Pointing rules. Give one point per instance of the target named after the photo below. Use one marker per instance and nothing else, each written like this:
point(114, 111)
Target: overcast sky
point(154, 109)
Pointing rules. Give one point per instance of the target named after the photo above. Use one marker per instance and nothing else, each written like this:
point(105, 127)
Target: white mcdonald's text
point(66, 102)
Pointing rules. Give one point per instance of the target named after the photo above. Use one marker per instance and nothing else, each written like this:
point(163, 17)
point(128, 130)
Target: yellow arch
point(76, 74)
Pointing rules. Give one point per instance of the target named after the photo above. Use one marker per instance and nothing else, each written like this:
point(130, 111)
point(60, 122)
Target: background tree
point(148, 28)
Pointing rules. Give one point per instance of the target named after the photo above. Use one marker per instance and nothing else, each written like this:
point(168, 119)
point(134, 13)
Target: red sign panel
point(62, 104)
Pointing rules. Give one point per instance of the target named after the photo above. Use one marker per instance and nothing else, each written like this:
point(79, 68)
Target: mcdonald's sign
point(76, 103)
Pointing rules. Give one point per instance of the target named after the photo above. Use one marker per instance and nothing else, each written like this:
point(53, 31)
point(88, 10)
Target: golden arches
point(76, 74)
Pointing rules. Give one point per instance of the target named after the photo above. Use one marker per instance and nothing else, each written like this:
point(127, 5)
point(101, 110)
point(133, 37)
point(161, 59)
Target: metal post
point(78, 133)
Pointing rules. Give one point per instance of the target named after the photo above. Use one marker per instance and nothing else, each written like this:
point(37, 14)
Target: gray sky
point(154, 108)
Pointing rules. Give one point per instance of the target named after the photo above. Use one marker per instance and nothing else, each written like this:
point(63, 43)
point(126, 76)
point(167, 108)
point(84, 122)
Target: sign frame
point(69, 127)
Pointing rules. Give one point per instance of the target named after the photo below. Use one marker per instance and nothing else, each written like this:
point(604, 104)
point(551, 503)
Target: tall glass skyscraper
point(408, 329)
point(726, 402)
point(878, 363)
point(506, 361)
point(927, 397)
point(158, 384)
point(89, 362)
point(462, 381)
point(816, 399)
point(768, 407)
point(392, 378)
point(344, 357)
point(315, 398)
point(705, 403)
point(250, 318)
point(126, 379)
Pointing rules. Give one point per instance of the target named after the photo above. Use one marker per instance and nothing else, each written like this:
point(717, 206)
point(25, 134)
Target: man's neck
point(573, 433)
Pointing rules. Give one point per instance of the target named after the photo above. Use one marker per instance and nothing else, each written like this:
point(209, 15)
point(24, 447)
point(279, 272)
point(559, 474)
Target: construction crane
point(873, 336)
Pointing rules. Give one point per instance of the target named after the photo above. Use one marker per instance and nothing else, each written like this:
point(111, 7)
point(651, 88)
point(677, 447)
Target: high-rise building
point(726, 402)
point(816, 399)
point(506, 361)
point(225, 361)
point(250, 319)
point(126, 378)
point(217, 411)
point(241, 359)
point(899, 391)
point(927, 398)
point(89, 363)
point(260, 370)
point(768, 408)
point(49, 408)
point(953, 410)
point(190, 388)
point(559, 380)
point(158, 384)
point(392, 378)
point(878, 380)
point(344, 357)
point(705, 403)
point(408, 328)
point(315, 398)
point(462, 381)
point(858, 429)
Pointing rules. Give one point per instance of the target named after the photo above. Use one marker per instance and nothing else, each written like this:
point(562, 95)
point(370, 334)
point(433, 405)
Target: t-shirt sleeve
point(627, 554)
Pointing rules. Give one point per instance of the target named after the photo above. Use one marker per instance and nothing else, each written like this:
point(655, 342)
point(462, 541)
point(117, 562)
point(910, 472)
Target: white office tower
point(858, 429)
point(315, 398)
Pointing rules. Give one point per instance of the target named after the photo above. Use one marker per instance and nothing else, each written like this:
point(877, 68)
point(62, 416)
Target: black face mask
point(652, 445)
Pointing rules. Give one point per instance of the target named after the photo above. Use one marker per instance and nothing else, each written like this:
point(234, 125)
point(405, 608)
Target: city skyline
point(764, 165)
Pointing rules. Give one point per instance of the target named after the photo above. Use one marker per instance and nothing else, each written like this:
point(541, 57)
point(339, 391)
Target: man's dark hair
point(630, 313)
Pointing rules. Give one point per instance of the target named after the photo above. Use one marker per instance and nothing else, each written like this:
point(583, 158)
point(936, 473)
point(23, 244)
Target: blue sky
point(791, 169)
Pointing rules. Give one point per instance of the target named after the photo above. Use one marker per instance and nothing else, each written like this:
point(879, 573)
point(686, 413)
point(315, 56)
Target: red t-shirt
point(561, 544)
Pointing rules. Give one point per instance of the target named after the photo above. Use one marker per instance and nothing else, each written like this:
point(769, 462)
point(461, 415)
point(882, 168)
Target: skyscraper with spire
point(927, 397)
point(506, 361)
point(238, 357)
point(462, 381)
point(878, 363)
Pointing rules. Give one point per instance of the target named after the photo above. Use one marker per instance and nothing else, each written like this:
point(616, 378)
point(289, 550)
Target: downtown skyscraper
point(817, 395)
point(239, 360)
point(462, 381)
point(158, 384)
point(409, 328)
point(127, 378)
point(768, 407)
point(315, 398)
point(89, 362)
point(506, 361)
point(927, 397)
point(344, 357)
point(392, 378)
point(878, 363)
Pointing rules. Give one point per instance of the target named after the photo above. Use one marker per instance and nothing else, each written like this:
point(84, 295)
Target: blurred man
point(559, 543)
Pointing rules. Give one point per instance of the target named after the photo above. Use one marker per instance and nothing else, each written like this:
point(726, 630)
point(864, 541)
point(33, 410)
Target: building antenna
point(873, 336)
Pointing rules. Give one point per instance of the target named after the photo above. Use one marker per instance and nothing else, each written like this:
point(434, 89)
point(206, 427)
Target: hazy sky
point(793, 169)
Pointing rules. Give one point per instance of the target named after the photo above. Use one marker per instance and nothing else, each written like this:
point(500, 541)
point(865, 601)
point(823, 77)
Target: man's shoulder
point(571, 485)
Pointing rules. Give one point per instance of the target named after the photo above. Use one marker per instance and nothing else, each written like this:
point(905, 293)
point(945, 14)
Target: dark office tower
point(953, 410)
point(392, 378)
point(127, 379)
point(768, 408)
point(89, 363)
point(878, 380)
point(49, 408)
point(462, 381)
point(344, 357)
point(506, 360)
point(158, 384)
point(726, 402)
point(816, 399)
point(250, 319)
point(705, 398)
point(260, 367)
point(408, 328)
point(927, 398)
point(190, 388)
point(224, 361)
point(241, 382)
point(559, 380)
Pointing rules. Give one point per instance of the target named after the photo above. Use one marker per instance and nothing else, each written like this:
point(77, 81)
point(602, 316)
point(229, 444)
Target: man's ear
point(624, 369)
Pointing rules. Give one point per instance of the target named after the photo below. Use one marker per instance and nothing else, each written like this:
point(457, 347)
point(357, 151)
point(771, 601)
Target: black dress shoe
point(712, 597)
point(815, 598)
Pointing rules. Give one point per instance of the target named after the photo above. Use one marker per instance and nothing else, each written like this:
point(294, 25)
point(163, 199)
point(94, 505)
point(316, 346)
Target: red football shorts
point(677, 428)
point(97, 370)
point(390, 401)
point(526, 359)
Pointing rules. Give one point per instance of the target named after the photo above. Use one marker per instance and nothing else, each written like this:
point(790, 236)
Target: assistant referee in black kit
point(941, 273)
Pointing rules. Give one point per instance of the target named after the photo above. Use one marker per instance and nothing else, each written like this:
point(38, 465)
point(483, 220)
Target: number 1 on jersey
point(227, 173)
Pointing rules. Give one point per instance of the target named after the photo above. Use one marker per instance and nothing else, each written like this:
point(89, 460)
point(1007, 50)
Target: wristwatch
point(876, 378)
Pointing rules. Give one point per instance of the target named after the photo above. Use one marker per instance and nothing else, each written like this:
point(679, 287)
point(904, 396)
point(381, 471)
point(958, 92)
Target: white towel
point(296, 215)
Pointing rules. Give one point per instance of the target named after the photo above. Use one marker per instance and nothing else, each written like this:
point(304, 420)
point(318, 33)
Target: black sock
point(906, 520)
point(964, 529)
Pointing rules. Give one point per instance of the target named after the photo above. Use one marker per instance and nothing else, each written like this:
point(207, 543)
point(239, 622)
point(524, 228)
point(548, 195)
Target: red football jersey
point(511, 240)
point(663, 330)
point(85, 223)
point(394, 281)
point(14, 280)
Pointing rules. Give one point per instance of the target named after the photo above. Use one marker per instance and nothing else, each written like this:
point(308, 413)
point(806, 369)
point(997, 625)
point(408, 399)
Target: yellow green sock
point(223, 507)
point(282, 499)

What is being asked: Everything above from the line containing "point(315, 56)" through the line containing "point(289, 550)" must be copied exactly. Nothing outside that range belongs in the answer.

Answer:
point(315, 56)
Target: red t-shirt
point(561, 544)
Pointing rules. Give one point per instance of the target named after the photo above. Use one marker per instance and nothing else, each written like this:
point(769, 462)
point(461, 415)
point(882, 168)
Target: skyscraper with spire
point(927, 397)
point(506, 361)
point(238, 357)
point(462, 381)
point(878, 363)
Pointing rules. Give one point per instance of the target named after the photo above. Use one marker per instance and nothing else, each written like this:
point(616, 378)
point(289, 550)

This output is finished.